SELECTED PASSAGE:
[start]
Ask LH: How Should I Migrate My Email Address?

Hey Lifehacker, After being with the same ISP for over seven years I am considering a move. My home email address is specific to the ISP. Is there a simple way to transition your email, contacts, subscriptions and so on to another provider or is it easier to establish a new web based email address beforehand? Thanks, Mail Mover

Email picture from Shutterstock

Dear MM,

Your situation highlights the problem with using an ISP-specific email address (such as [email protected] or [email protected]) — if you ever change provider, you'll no longer have that address. The initial convenience of easy set-up is rarely worth the long-term trade-off. Now that you're contemplating a shift, it's time to plan a new strategy.

We'd definitely recommend making the move to a web-based alternative address prior to making any shift. In fact, we'd suggest doing so right now. The biggest hassle with changing email isn't migrating existing settings (which is a one-time process); it's ensuring that all your existing contacts know your new address. If you start the migration process before you switch providers, you'll have a better chance. Even if you do ultimately end up staying with your ISP, we'd support moving to a more neutral address so that you're future-proofed.

If you have your own domain name for business or for a personal landing page, using that makes sense. If you don't want the hassle, then shift to a third-party service such as Gmail or Outlook.com.
[end]
Coordinate annotation data
[start]
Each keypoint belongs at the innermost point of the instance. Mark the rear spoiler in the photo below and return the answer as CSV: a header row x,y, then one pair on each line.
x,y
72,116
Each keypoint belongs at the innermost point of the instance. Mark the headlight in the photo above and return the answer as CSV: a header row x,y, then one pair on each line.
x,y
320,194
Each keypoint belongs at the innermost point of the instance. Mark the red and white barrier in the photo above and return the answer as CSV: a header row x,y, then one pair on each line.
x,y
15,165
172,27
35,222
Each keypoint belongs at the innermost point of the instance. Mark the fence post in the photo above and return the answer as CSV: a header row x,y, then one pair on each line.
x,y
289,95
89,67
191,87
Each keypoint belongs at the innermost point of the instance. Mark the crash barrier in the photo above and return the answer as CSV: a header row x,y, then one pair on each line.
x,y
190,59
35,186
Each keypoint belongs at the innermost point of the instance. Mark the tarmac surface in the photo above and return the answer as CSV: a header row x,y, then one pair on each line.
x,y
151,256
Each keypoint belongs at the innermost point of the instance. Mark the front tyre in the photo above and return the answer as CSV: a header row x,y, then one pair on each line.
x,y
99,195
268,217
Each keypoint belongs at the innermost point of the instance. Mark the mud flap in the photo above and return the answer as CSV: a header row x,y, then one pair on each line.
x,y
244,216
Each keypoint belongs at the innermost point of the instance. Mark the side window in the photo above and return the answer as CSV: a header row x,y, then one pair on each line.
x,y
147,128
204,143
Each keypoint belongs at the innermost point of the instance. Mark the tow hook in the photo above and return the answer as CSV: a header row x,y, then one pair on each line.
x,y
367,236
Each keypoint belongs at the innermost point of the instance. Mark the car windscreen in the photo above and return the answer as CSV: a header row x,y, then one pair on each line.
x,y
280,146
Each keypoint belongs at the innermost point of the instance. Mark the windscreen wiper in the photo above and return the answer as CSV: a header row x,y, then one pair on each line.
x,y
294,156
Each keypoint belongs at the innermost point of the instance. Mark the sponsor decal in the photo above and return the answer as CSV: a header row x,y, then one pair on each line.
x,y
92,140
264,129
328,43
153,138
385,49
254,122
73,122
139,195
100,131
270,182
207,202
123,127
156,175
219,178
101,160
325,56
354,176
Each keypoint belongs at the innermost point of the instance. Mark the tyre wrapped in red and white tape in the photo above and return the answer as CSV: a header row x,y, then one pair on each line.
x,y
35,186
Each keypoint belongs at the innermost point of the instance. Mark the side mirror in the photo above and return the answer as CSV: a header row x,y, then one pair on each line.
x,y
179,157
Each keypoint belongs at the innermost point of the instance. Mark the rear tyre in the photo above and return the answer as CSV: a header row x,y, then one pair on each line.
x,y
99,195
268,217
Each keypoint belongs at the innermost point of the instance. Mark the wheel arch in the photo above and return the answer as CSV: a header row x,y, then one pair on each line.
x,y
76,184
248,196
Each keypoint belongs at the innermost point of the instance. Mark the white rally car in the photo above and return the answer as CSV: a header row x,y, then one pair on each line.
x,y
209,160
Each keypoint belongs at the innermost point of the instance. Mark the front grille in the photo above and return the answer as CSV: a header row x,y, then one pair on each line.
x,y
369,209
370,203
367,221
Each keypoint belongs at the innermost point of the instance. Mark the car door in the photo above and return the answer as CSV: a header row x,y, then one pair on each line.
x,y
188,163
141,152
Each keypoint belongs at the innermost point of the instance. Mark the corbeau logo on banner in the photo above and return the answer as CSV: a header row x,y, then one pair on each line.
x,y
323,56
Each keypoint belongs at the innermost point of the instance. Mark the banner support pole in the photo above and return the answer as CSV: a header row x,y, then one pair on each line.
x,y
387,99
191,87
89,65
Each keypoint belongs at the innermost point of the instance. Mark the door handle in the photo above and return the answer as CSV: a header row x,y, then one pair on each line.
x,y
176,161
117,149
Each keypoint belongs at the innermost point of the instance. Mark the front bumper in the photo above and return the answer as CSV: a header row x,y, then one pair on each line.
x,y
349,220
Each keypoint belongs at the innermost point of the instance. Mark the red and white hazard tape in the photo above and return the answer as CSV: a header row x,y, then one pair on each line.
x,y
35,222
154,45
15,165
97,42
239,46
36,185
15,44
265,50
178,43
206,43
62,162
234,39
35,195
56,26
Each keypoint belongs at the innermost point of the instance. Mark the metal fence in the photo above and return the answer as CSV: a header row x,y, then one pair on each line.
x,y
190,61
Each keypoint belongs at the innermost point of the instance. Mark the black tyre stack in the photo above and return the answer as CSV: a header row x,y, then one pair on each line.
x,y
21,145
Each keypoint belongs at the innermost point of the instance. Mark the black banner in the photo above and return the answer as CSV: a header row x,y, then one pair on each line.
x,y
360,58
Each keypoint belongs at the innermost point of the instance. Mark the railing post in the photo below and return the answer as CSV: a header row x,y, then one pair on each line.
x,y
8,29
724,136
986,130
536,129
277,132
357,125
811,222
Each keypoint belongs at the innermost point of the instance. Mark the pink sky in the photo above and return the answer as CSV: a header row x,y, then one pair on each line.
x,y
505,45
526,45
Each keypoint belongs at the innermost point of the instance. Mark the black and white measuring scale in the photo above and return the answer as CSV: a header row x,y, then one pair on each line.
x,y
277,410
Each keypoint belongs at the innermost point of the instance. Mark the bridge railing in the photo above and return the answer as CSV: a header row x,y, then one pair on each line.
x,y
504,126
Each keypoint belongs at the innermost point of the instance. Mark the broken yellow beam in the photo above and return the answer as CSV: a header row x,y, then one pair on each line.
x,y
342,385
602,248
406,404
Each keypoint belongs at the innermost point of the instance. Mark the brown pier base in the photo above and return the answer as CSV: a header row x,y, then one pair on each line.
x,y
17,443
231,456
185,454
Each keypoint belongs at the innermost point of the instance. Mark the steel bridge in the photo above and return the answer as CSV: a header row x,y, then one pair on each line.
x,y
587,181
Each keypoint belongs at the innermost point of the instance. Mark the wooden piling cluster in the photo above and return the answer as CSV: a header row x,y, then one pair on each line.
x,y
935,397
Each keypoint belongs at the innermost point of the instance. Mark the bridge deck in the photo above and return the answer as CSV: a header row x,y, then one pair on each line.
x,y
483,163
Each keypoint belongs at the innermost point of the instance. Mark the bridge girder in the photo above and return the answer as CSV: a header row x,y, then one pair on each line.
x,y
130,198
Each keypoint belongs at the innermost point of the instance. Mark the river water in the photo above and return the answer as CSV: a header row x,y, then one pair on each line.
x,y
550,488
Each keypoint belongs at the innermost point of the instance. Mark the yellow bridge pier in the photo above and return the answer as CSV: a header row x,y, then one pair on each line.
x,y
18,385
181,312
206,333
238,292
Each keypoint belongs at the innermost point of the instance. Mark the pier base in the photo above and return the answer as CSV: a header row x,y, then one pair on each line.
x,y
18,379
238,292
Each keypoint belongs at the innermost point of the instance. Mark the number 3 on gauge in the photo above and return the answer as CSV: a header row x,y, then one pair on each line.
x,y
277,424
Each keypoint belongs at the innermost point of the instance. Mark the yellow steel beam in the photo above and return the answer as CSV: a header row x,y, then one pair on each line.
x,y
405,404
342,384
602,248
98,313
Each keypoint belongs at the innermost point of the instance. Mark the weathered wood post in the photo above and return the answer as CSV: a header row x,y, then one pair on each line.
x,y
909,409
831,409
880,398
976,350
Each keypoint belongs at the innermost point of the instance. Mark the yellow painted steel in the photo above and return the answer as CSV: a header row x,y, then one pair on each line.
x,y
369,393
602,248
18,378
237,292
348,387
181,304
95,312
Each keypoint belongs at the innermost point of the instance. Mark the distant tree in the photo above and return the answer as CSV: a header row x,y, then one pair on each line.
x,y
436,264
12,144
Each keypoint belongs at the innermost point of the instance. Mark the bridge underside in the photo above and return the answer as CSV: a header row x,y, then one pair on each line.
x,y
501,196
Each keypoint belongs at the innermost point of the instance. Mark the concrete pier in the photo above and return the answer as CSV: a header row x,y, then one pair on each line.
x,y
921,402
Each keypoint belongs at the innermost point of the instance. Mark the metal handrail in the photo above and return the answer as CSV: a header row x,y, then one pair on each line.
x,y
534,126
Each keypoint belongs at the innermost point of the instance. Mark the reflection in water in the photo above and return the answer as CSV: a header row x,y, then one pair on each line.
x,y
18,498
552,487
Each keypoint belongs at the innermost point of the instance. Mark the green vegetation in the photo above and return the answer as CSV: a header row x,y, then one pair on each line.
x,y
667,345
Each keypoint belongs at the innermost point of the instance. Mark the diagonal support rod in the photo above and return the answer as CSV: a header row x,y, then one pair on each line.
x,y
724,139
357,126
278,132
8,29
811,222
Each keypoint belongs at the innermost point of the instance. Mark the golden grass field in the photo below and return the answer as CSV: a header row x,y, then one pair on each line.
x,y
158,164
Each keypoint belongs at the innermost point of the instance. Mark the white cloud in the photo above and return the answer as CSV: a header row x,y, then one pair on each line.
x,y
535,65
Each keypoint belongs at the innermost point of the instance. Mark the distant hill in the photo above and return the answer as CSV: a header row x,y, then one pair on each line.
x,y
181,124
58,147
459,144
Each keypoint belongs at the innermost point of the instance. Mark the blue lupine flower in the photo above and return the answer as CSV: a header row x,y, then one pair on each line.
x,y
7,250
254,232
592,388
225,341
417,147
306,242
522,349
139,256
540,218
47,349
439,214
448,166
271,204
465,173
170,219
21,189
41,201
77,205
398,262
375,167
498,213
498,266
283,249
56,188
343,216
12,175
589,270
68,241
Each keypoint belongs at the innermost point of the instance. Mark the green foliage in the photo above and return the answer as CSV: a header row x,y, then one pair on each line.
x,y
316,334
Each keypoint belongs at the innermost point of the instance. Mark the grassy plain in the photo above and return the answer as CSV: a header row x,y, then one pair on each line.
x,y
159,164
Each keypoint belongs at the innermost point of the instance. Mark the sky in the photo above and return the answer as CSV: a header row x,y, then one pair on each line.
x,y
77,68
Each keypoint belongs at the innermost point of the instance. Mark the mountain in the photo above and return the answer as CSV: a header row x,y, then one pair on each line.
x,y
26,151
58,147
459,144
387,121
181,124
[end]
WHAT YOU NEED TO DO: Please duplicate the whole email migration advice text word for word.

RESPONSE BELOW:
Ask LH: How Should I Migrate My Email Address?

Hey Lifehacker, After being with the same ISP for over seven years I am considering a move. My home email address is specific to the ISP. Is there a simple way to transition your email, contacts, subscriptions and so on to another provider or is it easier to establish a new web based email address beforehand? Thanks, Mail Mover

Email picture from Shutterstock

Dear MM,

Your situation highlights the problem with using an ISP-specific email address (such as [email protected] or [email protected]) — if you ever change provider, you'll no longer have that address. The initial convenience of easy set-up is rarely worth the long-term trade-off. Now that you're contemplating a shift, it's time to plan a new strategy.

We'd definitely recommend making the move to a web-based alternative address prior to making any shift. In fact, we'd suggest doing so right now. The biggest hassle with changing email isn't migrating existing settings (which is a one-time process); it's ensuring that all your existing contacts know your new address. If you start the migration process before you switch providers, you'll have a better chance. Even if you do ultimately end up staying with your ISP, we'd support moving to a more neutral address so that you're future-proofed.

If you have your own domain name for business or for a personal landing page, using that makes sense. If you don't want the hassle, then shift to a third-party service such as Gmail or Outlook.com.